━━━ EXERCISE INPUTS ━━━

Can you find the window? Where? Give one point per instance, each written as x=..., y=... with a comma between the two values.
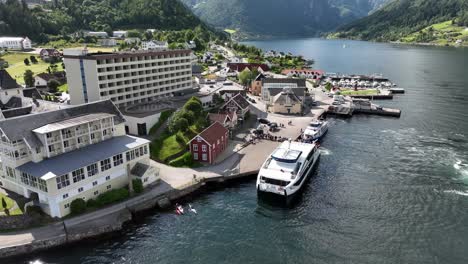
x=92, y=169
x=78, y=175
x=118, y=159
x=105, y=164
x=10, y=172
x=24, y=178
x=62, y=181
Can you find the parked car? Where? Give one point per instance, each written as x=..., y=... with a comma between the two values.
x=264, y=121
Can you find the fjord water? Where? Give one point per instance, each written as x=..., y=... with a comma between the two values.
x=386, y=190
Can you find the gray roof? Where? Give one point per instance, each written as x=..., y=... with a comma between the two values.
x=70, y=161
x=299, y=91
x=139, y=169
x=22, y=127
x=299, y=82
x=286, y=97
x=6, y=81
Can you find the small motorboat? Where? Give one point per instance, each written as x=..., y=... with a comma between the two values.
x=179, y=209
x=315, y=131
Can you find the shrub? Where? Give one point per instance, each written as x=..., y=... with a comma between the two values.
x=78, y=206
x=137, y=185
x=185, y=160
x=112, y=196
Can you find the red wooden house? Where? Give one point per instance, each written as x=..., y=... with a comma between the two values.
x=210, y=143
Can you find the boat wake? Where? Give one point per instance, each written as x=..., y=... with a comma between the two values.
x=457, y=192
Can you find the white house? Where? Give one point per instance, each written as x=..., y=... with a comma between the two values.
x=154, y=45
x=73, y=153
x=15, y=43
x=119, y=34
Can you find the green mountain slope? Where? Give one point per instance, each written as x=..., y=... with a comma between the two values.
x=281, y=17
x=401, y=18
x=68, y=16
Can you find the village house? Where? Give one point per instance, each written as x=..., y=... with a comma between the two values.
x=228, y=119
x=237, y=104
x=210, y=143
x=256, y=85
x=16, y=43
x=239, y=67
x=50, y=55
x=274, y=86
x=55, y=157
x=42, y=79
x=304, y=73
x=154, y=45
x=286, y=102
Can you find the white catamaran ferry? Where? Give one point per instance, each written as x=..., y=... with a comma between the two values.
x=287, y=168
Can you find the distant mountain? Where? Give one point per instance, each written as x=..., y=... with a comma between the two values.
x=401, y=18
x=60, y=17
x=282, y=17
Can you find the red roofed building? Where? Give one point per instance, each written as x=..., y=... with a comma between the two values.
x=304, y=73
x=210, y=143
x=239, y=67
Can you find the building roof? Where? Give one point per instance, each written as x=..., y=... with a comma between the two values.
x=125, y=54
x=286, y=97
x=299, y=82
x=139, y=169
x=6, y=81
x=221, y=118
x=212, y=133
x=31, y=92
x=71, y=122
x=240, y=101
x=242, y=66
x=70, y=161
x=59, y=76
x=22, y=127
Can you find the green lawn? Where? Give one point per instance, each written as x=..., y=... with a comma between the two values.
x=169, y=147
x=17, y=66
x=63, y=87
x=360, y=92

━━━

An exact restatement of the entries above is needed; no picture may appear in it.

● WRITTEN RESPONSE
Can you find the window? Where? Give one point per instance, each written as x=..., y=... with a comma between the two values.
x=92, y=169
x=78, y=175
x=118, y=159
x=105, y=164
x=10, y=172
x=24, y=178
x=62, y=181
Can you find the parked car? Where? Give one point per instance, each written as x=..., y=... with a comma between the two values.
x=264, y=121
Can you find the fjord water? Where? Give one point per instance, each written as x=..., y=... with a comma between the two values.
x=386, y=190
Can you find the gray roof? Where? Give one point per instance, each written as x=..., y=... with a comma between the two values.
x=70, y=161
x=299, y=91
x=139, y=169
x=22, y=127
x=299, y=82
x=286, y=97
x=6, y=81
Can you find the small motorboat? Where? Give one point per instance, each written as x=..., y=... with a comma between the two values.
x=179, y=209
x=315, y=131
Can you find the shrub? Where? Give one point per instance, each written as x=..., y=... with a comma between the two values.
x=78, y=206
x=137, y=185
x=185, y=160
x=112, y=196
Can you find the red wooden house? Where? Give one point per instance, each written as x=..., y=... with a comma between the two values.
x=210, y=143
Can you find the boat wake? Where? Give one point per instance, each written as x=..., y=... with a comma between the two values.
x=457, y=192
Can you find the white house? Where? Give one point per instance, each written as x=..., y=... with a comma between the two values.
x=154, y=45
x=73, y=153
x=15, y=43
x=119, y=34
Can you find the green mountain slope? Where? Give one point per instance, each written as x=..., y=... with a comma between the two values.
x=281, y=17
x=401, y=18
x=68, y=16
Can you find the village house? Where? Give one point per instance, each written as x=..., y=... with a comma between the two values.
x=228, y=119
x=237, y=104
x=210, y=143
x=256, y=85
x=16, y=43
x=239, y=67
x=50, y=55
x=274, y=86
x=55, y=157
x=42, y=79
x=304, y=73
x=154, y=45
x=286, y=102
Can you find the white catamaran ferry? Where? Give one point per instance, each written as x=..., y=... with a comma between the two values.
x=287, y=168
Can you find the distant mountain? Where? Give one point per instance, each written as x=..., y=... with a comma between the two values.
x=401, y=18
x=60, y=17
x=282, y=17
Can you find the red roofed building? Where? Give one point per instance, each written as x=..., y=... with a comma between the two values.
x=304, y=73
x=210, y=143
x=239, y=67
Can you find the building roof? Where? Give one point per instance, each written as x=..., y=... with a comma between the two values.
x=125, y=54
x=286, y=97
x=299, y=82
x=139, y=169
x=6, y=81
x=221, y=118
x=212, y=133
x=31, y=92
x=71, y=122
x=240, y=101
x=242, y=66
x=70, y=161
x=59, y=76
x=22, y=127
Can you find the green lawn? Where? Give one point per instance, each written as x=..., y=... with a comma between the two values.
x=169, y=147
x=17, y=66
x=63, y=87
x=360, y=92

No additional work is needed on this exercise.